AIM.
Convert the lines below into a JSON list of strings, one string per line, omitting blank lines and leaving out the pictures.
══ EXERCISE MATERIAL
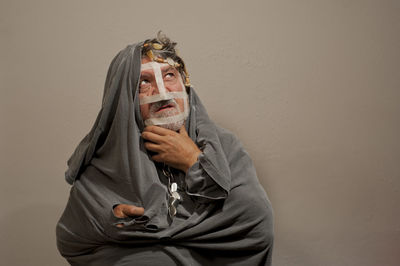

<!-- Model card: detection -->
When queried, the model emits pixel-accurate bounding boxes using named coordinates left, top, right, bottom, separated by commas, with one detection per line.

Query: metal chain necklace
left=162, top=163, right=182, bottom=219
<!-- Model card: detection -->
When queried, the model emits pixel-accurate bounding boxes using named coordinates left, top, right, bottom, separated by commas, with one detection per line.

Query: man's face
left=139, top=57, right=187, bottom=130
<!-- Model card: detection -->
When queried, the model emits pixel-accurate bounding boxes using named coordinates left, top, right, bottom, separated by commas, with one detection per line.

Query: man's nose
left=151, top=81, right=171, bottom=95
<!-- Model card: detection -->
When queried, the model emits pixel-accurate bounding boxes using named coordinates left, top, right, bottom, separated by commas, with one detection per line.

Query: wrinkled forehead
left=140, top=61, right=175, bottom=75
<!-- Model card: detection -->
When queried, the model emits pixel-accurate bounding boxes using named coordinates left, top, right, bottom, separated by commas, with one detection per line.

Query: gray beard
left=149, top=99, right=187, bottom=131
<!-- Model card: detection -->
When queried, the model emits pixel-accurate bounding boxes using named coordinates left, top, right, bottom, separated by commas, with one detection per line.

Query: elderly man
left=57, top=34, right=273, bottom=266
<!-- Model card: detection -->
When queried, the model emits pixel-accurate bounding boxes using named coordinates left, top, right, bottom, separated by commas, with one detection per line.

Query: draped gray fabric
left=56, top=43, right=273, bottom=266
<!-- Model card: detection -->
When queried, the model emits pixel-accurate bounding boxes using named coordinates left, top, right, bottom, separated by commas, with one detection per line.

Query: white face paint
left=139, top=59, right=189, bottom=131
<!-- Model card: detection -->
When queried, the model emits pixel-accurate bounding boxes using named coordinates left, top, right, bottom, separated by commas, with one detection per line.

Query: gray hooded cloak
left=56, top=43, right=273, bottom=266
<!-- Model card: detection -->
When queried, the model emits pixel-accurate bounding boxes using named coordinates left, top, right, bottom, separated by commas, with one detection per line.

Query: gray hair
left=142, top=31, right=190, bottom=87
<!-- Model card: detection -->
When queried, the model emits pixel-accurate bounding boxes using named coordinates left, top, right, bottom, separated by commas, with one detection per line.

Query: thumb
left=179, top=125, right=188, bottom=136
left=122, top=205, right=144, bottom=216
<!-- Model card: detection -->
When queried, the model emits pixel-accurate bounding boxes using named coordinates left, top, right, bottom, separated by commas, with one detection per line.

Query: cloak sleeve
left=185, top=149, right=229, bottom=203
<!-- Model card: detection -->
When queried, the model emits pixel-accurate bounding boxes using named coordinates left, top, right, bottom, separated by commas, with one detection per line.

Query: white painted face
left=139, top=57, right=189, bottom=131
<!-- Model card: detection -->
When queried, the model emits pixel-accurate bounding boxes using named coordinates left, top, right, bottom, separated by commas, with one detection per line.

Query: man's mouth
left=156, top=103, right=175, bottom=113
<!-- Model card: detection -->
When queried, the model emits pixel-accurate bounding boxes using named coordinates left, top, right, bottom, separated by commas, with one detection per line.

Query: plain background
left=0, top=0, right=400, bottom=266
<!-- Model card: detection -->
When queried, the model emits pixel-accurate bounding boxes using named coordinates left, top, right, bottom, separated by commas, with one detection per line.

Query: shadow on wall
left=0, top=204, right=68, bottom=266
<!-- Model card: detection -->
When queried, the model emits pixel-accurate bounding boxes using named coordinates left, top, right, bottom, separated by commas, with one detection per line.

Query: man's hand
left=142, top=126, right=201, bottom=173
left=113, top=204, right=144, bottom=227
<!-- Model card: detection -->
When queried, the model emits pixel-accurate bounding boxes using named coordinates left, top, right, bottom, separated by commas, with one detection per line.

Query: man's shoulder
left=216, top=125, right=240, bottom=146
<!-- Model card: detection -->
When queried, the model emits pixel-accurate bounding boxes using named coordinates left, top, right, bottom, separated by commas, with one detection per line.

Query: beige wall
left=0, top=0, right=400, bottom=266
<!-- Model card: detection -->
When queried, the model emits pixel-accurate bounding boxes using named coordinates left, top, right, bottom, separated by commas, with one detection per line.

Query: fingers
left=142, top=131, right=163, bottom=143
left=179, top=125, right=188, bottom=136
left=114, top=204, right=144, bottom=218
left=143, top=126, right=175, bottom=136
left=144, top=142, right=162, bottom=152
left=122, top=204, right=144, bottom=216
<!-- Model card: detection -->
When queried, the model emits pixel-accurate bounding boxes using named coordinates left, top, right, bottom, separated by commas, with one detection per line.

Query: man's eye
left=164, top=72, right=175, bottom=79
left=139, top=79, right=150, bottom=93
left=139, top=79, right=149, bottom=86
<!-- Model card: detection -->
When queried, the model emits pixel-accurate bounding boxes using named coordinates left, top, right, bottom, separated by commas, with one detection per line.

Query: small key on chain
left=168, top=182, right=181, bottom=218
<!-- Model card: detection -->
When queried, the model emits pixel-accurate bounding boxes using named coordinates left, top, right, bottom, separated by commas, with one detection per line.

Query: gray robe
left=56, top=43, right=273, bottom=266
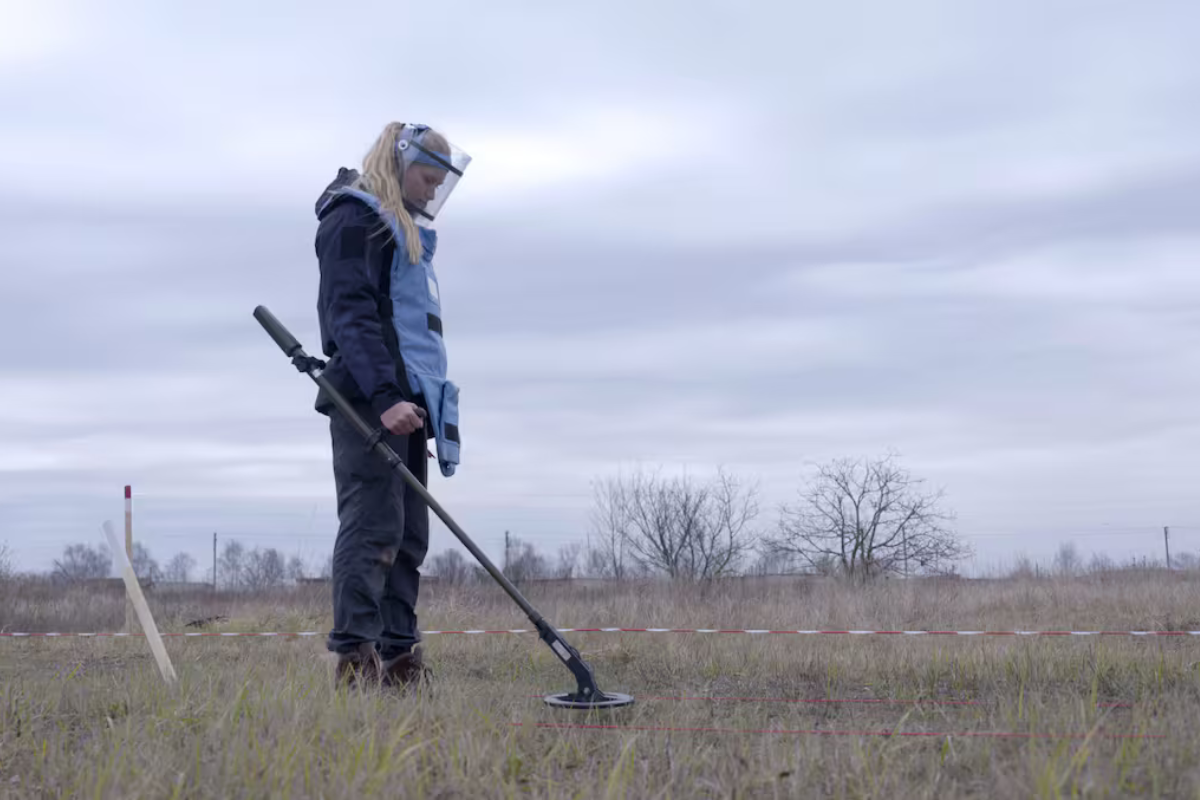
════
COMPLETE ANSWER.
[
  "<!-- Model card: detection -->",
  "When queried, the model emits pixel-accurate bounding boxes using named coordinates left, top, right, bottom, separated by commas, with one detection per line.",
  "Query: metal chain necklace",
  "left=162, top=163, right=182, bottom=219",
  "<!-- Model card: detection -->",
  "When queried, the model emits pixel-accurate bounding boxes using named coordinates left, top, right, bottom, separated by commas, with one detection per line.",
  "Query: man's face",
  "left=139, top=57, right=187, bottom=130",
  "<!-- Model card: detection -->",
  "When queried, the model emits pixel-accurate bounding boxes using named coordinates left, top, right, bottom, separated by commas, with one detection per line.",
  "Query: man's nose",
  "left=151, top=81, right=171, bottom=95",
  "<!-- Model card: detection -->",
  "When queried, the model emits pixel-accurate bounding boxes using named coordinates left, top, right, bottom, separated by commas, with one detection per line.",
  "Query: wrinkled forehead",
  "left=140, top=61, right=175, bottom=75",
  "<!-- Model card: detection -->",
  "When queried, the model emits pixel-accurate bounding boxes using named coordinates left, top, right, bottom, separated by commas, with one detection per line.",
  "Query: gray beard",
  "left=149, top=99, right=187, bottom=131",
  "<!-- Model card: detection -->",
  "When queried, the model emits pixel-accurate bounding boxes using named coordinates left, top, right, bottom, separated by commas, with one detection per line.",
  "Query: elderly man",
  "left=57, top=34, right=273, bottom=266",
  "<!-- Model card: detection -->",
  "When queried, the model emits pixel-accurate bounding boxes using named coordinates left, top, right, bottom, separated by commas, with one detection per line.",
  "Query: draped gray fabric",
  "left=56, top=43, right=273, bottom=266",
  "<!-- Model card: detection -->",
  "When queried, the model emits pixel-accurate bounding boxes using named coordinates left, top, right, bottom, separated by commas, with one detection per line.",
  "Query: white face paint",
  "left=139, top=59, right=189, bottom=131",
  "<!-- Model card: detection -->",
  "When queried, the model emits pixel-accurate bounding boxes using named coordinates left, top, right, bottom, separated by commas, with one detection per line.",
  "Query: gray hooded cloak",
  "left=56, top=43, right=273, bottom=266",
  "<!-- Model card: detection -->",
  "When queried, the model emits pixel-accurate bounding boxes using named coordinates left, top, right, bottom, separated by commas, with one detection per line.",
  "Query: gray hair",
  "left=142, top=31, right=190, bottom=87",
  "<!-- Model card: detection -->",
  "When queried, the model emits pixel-accurate bounding boxes using named coordinates left, top, right, bottom, separated by commas, with one detection per line.",
  "Query: thumb",
  "left=179, top=125, right=188, bottom=136",
  "left=122, top=205, right=144, bottom=216",
  "<!-- Model card: detection -->",
  "When queried, the model emits pixel-accurate bounding boxes using named coordinates left, top, right, bottom, separated by commas, with one detection per line.",
  "Query: cloak sleeve",
  "left=185, top=149, right=229, bottom=203",
  "<!-- Model card: detection -->",
  "When queried, the model emits pixel-accurate bounding boxes using named coordinates left, top, right, bottom, separated by commas, with one detection per line.",
  "Query: white painted face",
  "left=139, top=57, right=189, bottom=131",
  "<!-- Model card: detection -->",
  "When queried, the model emits pixel-accurate bounding boxes using named coordinates left, top, right, bottom, separated by commas, with one detection per line.",
  "Query: man's mouth",
  "left=156, top=103, right=175, bottom=113",
  "<!-- Model card: detection -->",
  "When queried, the model emits pixel-accurate bounding boxes using named coordinates left, top, right, bottom, separated by commas, with one detection per line.",
  "Query: plain background",
  "left=0, top=0, right=400, bottom=266",
  "<!-- Model card: detection -->",
  "When queried, the model emits pixel-accurate bounding boxes using named coordinates left, top, right, bottom, separated by commas, with one detection per line.",
  "Query: shadow on wall",
  "left=0, top=204, right=68, bottom=266",
  "<!-- Model card: detection -->",
  "When queried, the model emits pixel-accurate bounding boxes using named coordinates left, top, right, bottom, separated by commas, with one detection per line.",
  "Query: man's hand",
  "left=142, top=126, right=201, bottom=173",
  "left=113, top=204, right=144, bottom=227",
  "<!-- Model card: detection -->",
  "When queried, the model emits pixel-accurate bounding boxes using named coordinates left, top, right, bottom, separated by commas, with one detection per line.",
  "Query: man's shoulder",
  "left=216, top=125, right=240, bottom=146",
  "<!-- Model card: detection -->",
  "When queried, the model emits pixel-accurate bounding boxes using named coordinates left, top, right, bottom, separated by commas, with one detection per line.",
  "Query: beige wall",
  "left=0, top=0, right=400, bottom=266",
  "<!-- Model card: detection -->",
  "When queried, the model emits pixel-accurate bounding boxes using named coordinates left, top, right, bottom, separated by commas, with one detection per line.",
  "Query: fingers",
  "left=142, top=131, right=163, bottom=143",
  "left=179, top=125, right=188, bottom=136",
  "left=114, top=204, right=144, bottom=218",
  "left=143, top=126, right=175, bottom=136",
  "left=144, top=142, right=162, bottom=152",
  "left=122, top=204, right=144, bottom=216",
  "<!-- Model card: detection -->",
  "When queried, the model emits pixel-accurate bounding boxes using named coordinates left, top, right, bottom, separated by commas, with one detection per line.",
  "Query: man's eye",
  "left=164, top=72, right=175, bottom=79",
  "left=139, top=79, right=150, bottom=93",
  "left=139, top=79, right=149, bottom=86",
  "<!-- Model card: detection -->",
  "When queried, the model emits pixel-accurate bounding boxes using named coordinates left, top, right, bottom, separated by commas, with one detection per line.",
  "Query: small key on chain",
  "left=168, top=182, right=181, bottom=218",
  "<!-- Model card: detection -->",
  "When queried, the model emits pixel-accurate bounding boxes using named coordinates left, top, right, bottom, separated by commas, with one detection per line.",
  "Query: gray robe",
  "left=56, top=43, right=273, bottom=266"
]